■ ARTIKEL ■
##########

Man merkt, die Gedichte gehen weit über den Umkreis eines individuellen „lyrischen Ich“ hinaus. Mit ihrem Atem oder Impuls erinnern sie an die „politische“ Lyrik griechischer Autoren der frühklassischen Zeit, denen die  P o l i s  am Herzen lag, „unser Land“. Ich erwähne Alkaios, Zeitgenosse der Sappho (6. Jahrhundert v. Chr., dessen Gedichte wie etwa „Das Staatschiff“ den Horaz noch inspirierten), oder auch Bakchylides (5. Jahrhundert v. Chr.) mit einem Gesang an den „Frieden“. Selbstverständlich ist Michael Krügers Lyrik in  u n s e r e r  Zeit zuhause, sie liegt ihm am Herzen. Auch formal ist er modern, er verwendet Versatzstücke, Montagen, Zitate, er schreibt  u n s e r e  Themen. Aber die Verwandtschaft mit diesen antiken Dichtern bleibt, sie liegt im überpersönlichen Engagement. Etwa im Gedicht über den „letzten Tag des Jahres“, wo es um die Welt geht, „die kommen wird“…, aber „im Grunde, und diese Lektion mußten wir nicht lernen, / fängt mit jedem Tag ein neues Jahr an: das Jahr des Krieges. / Und ist keine Allegorie wie der sich lümmelnde Engel / mit der Gasmaske in den lächelnden Galaxien“.
Apokalypse – Untergang: auch das Gedicht „Sehr früh am Morgen“ beschwört ein Unbehagen, das aus dem Gedanken daran ensteht: „Am Rande der Konferenz / für Zusammenarbeit am Untergang Europas“, während der Bildschirm diese Szene zeigt, fällt dem Dichter nur das verzweifelte Bild ein:

Der Himmel sieht aus wie ein Haufen
aufgeplatzter Matratzen, kein Wunder,
daß man, dem Bett entstiegen, froh ist,
wenn die Nacht endlich die Wohnung verläßt.

##########

■ BEREITGESTELLTE DATEN ■
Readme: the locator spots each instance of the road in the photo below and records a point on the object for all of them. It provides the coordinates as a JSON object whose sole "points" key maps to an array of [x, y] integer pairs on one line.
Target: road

##########

■ AUFGABE A ■
Nenne alle antiken Dichter, die im Artikel über Michael Krügers Lyrik namentlich erwähnt werden.
■ AUFGABE B ■
Beantworte anhand des Artikels über Michael Krügers Lyrik die folgenden Fragen.
(i) Welchem Jahrhundert wird Bakchylides zugeordnet?
(ii) Welches Jahr fängt laut dem Gedicht über den „letzten Tag des Jahres“ mit jedem Tag an?
(iii) Womit vergleicht das Gedicht „Sehr früh am Morgen“ den Himmel?
■ AUFGABE C ■
Schreibe den Artikel über Michael Krügers Lyrik nach dem zuletzt zitierten Vers weiter.

■ LÖSUNG A ■
Alkaios, Sappho, Horaz, Bakchylides

■ LÖSUNG B ■
(i) Dem 5. Jahrhundert v. Chr.
(ii) Das Jahr des Krieges.
(iii) Mit einem Haufen aufgeplatzter Matratzen.

■ LÖSUNG C ■
Meteorologie metaphorisch steht schon am Anfang dieses Gedichtes:

Das Barometer fällt, die Aktienkurse steigen,
und alles unklar, was man Leben nennt.
Deutschland, im Dauerregen, krampft sich
zusammen und wirft ein Sätzlein aus,
das sich nicht schämt der falschen Melodie.
Irgendwo hier muß die Vergangenheit enden,
wie eine Straße, die zu lange ansteigt.
Und dann? ein Steilhang und ein Blick aufs Meer?
Oder schmale Kehren in den Abgrund?…

Es ist nicht Galgenhumor, aber zartbitterer Witz, dessen feine Trauer unsere Vorstellung von dem großen Deutschland begleitet, welches nur ein kleines Sätzlein zustandebringt, und eine falsche Melodie noch dazu… Wir wissen schon, die Aktienkurse sind günstig für die Geschäfte, und darum geht es. Und solchem Treiben der Kurse setzt das Gedicht auch dadurch kein Ende, daß es das Bild von den aufgeplatzten Matratzen an den Himmel malt. Aber wir, mehr und mehr beklommen, spüren dank dieser meteorologischen Metapher, daß die Stimme des  S u b v e r s i v e n  uns den nebelhaften Schleier der Trauer auflöst, ja dankbar lauschen wir auf diese Zwischentöne, von denen doch am Ende das ganze Gedicht seine widerborstige Atmosphäre hat und seinen Sinn bekommt.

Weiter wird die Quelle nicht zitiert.